[PROVIDED RECORDS Boundary: Start]

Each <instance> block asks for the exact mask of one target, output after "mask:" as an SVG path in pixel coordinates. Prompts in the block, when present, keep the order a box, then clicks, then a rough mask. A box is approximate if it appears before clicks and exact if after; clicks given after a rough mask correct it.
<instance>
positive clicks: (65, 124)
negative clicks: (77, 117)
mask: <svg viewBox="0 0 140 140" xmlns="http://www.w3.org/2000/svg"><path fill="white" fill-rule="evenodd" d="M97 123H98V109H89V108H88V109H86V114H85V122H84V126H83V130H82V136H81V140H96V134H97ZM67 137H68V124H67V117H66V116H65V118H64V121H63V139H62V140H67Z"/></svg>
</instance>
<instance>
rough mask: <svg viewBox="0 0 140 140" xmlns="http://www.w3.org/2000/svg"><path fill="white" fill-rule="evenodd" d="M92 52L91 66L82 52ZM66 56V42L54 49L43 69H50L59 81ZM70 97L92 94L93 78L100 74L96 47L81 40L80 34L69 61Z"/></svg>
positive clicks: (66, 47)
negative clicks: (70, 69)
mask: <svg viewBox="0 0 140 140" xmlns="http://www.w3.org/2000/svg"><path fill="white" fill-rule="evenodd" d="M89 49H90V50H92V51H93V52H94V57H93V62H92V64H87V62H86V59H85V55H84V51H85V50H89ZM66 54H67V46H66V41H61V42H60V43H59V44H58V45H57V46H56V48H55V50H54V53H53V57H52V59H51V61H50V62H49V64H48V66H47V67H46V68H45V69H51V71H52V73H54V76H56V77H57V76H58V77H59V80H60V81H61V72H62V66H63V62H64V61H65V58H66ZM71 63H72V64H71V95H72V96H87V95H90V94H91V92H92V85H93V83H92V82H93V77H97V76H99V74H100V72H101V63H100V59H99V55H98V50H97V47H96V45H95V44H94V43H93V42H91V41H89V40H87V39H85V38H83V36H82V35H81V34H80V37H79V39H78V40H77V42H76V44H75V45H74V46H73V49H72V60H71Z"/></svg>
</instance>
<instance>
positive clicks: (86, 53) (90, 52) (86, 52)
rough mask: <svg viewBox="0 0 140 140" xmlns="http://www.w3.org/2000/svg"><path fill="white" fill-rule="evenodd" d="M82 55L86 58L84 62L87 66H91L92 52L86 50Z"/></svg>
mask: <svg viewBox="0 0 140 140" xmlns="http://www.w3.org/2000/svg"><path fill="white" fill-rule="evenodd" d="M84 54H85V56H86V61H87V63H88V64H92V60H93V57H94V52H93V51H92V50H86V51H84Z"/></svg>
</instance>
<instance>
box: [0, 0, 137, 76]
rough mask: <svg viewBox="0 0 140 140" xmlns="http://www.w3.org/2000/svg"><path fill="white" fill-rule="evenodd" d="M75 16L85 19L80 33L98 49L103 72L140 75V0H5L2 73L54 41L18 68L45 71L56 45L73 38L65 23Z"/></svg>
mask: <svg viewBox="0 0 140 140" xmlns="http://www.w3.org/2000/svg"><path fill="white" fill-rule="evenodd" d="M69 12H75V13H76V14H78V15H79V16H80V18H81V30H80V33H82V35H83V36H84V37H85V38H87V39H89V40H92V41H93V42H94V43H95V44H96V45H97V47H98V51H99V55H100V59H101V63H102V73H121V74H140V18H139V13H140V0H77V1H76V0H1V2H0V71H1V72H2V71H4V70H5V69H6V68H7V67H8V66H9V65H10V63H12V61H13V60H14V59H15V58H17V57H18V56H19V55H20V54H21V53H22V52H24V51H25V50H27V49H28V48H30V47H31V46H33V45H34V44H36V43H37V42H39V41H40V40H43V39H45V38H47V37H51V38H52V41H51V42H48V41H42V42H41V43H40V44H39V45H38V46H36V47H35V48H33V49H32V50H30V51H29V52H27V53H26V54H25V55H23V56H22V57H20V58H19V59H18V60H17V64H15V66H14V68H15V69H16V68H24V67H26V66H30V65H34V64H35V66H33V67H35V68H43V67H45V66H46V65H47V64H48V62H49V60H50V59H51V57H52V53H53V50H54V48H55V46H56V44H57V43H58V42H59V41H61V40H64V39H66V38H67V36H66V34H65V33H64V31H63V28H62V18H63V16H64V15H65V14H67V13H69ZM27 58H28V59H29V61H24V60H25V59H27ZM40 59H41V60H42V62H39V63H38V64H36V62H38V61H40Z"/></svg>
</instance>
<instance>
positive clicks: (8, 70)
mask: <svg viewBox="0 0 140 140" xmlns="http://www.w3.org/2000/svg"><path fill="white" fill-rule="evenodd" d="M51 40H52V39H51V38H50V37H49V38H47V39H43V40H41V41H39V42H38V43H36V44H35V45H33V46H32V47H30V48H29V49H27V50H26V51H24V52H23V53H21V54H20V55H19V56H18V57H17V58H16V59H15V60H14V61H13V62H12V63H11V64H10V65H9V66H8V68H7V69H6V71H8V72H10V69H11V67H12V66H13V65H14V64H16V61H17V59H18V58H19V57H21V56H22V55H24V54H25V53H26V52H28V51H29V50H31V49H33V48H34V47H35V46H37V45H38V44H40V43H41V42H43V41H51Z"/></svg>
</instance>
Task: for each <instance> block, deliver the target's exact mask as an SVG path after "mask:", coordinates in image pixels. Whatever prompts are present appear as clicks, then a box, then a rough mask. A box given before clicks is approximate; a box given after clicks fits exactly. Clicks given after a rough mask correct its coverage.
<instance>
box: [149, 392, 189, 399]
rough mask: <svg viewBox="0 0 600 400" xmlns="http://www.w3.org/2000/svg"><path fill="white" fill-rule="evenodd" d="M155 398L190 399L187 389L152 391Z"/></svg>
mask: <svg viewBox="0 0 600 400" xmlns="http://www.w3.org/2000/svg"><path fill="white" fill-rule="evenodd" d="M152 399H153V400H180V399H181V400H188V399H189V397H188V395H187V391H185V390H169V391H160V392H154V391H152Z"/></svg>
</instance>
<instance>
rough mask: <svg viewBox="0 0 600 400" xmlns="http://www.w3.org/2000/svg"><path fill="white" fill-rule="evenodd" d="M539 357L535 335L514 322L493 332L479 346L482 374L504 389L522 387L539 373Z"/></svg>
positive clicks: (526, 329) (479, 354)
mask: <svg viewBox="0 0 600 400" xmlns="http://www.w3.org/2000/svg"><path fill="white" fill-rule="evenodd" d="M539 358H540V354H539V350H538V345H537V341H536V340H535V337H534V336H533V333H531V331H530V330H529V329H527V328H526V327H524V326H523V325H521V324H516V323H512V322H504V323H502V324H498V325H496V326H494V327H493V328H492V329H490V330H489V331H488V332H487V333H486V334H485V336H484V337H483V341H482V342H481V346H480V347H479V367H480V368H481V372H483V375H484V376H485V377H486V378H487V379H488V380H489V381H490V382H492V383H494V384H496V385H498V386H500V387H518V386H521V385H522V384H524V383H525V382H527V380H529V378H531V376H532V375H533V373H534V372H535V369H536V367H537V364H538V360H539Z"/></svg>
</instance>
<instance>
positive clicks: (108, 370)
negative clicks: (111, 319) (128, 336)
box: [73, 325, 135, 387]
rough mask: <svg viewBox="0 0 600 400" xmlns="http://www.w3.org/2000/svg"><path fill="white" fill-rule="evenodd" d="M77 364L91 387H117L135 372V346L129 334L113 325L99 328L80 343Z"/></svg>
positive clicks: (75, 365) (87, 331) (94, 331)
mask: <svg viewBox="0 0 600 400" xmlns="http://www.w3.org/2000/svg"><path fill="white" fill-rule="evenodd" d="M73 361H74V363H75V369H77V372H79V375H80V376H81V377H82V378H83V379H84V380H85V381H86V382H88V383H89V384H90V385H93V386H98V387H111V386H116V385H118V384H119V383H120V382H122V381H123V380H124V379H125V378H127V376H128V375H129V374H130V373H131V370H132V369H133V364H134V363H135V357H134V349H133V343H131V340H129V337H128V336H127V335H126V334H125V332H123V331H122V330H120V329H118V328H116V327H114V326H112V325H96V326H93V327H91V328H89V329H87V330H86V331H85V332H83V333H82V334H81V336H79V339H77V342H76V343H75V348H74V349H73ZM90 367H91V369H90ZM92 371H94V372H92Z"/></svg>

[PROVIDED RECORDS Boundary: End]

**TASK TO CARRY OUT**
Return each line of the listing that holds the word "then".

**RESPONSE TO THE TASK**
Each <instance> block asks for the exact mask of one target, output after "mask:" as an SVG path in pixel coordinates. Prompts in the block, when present, keep the order a box, then clicks, then a rough mask. A box is approximate if it appears before clicks and exact if after; clicks given after a rough mask correct it.
Task: for each <instance> block, deliver the target's exact mask as an SVG path after "mask:", coordinates in image pixels. Whatever prompts are present appear as clicks, then a box, then a rough mask. A box given before clicks is approximate; a box given after clicks fits exactly. Clicks given after a rough mask correct its coverage.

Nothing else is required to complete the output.